## Text passage
==============================
WESTLAKE VILLAGE, California—The improving economy is the driving force behind falling guest satisfaction scores, according to the “J.D. Power and Associates 2012 North American Hotel Guest Satisfaction Index Study,” released today.
When the industry struggled during 2010, fewer people were traveling and “check-in lines were shorter, it was easier to get upgraded … the first treadmill in the morning was easier to get to,” said Stuart Greif, VP and GM of the global travel and hospitality practice at J.D. Power and Associates.
Today, however, more people are hitting the road and hotels are more crowded, which has led to the lower scores.
Overall hotel guest satisfaction scores declined seven index points to 757 on a 1,000-point scale from 2011. Increased satisfaction with cost and fees guests reported this year masked declines in the guest services categories, Greif said.
Consumer satisfaction levels regarding the check-in/check-out process, food and beverage, hotels service and hotel facilities hit a new low since J.D. Power’s study in 2006. Guestroom satisfaction declined within one point of its lowest level in the past seven years.
==============================
## Extracted entries

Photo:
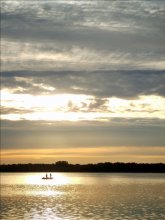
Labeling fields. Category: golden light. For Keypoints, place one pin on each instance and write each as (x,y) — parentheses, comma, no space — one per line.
(76,107)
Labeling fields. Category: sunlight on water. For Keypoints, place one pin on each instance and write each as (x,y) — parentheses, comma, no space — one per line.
(82,196)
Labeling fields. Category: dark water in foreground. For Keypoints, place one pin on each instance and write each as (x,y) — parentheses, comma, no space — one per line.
(81,196)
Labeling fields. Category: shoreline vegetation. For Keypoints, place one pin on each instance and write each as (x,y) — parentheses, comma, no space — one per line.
(64,166)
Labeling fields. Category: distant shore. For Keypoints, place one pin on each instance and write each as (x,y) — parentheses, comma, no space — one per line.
(64,166)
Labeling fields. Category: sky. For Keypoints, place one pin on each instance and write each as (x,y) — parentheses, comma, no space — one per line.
(82,81)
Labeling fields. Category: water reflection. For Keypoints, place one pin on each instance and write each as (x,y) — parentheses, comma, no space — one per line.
(83,196)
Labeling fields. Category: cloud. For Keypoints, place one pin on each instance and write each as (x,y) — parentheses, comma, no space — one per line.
(123,84)
(85,36)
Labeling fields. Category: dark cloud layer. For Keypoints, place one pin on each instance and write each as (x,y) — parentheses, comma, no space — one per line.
(98,83)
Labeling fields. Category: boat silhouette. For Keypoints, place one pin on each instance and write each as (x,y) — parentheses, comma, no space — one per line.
(47,177)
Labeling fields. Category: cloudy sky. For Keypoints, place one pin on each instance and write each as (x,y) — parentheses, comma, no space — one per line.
(82,81)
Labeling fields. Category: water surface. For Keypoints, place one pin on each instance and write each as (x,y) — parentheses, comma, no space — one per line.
(82,196)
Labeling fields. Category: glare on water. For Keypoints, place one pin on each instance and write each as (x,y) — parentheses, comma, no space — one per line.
(82,196)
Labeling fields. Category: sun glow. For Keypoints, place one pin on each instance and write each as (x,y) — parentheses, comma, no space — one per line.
(76,107)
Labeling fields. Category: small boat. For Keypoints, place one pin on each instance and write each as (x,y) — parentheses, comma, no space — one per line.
(47,177)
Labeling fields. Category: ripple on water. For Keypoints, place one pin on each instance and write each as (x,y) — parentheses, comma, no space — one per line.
(84,202)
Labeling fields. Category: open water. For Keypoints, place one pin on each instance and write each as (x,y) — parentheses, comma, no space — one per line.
(82,196)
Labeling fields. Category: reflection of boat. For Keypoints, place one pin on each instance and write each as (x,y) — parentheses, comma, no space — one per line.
(47,177)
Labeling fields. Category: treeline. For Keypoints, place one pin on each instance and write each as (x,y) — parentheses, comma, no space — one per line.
(64,166)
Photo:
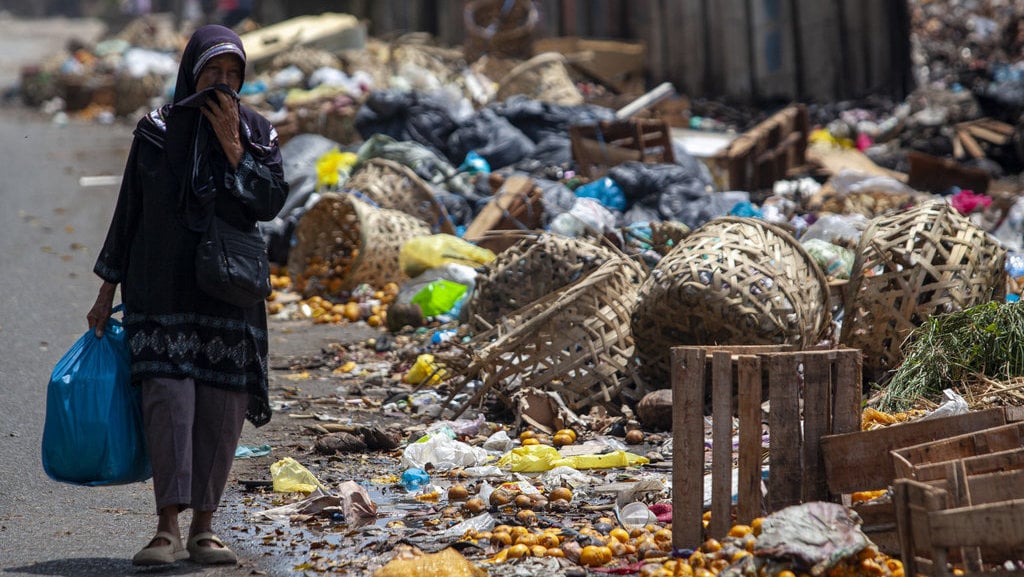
==============================
## Activities
(A) Translate this sentence from the hotel satisfaction text into Spanish: "Today, however, more people are hitting the road and hotels are more crowded, which has led to the lower scores."
(B) Answer these questions using the hotel satisfaction text:
(i) What was the overall hotel guest satisfaction score on the 1,000-point scale?
(ii) What position does Stuart Greif hold at J.D. Power and Associates?
(iii) Within how many points of its lowest level in the past seven years did guestroom satisfaction fall?

## Answers below
(A) Hoy, sin embargo, más personas están viajando y los hoteles están más concurridos, lo que ha provocado las puntuaciones más bajas.

(B)
(i) 757
(ii) VP and GM of the global travel and hospitality practice
(iii) One point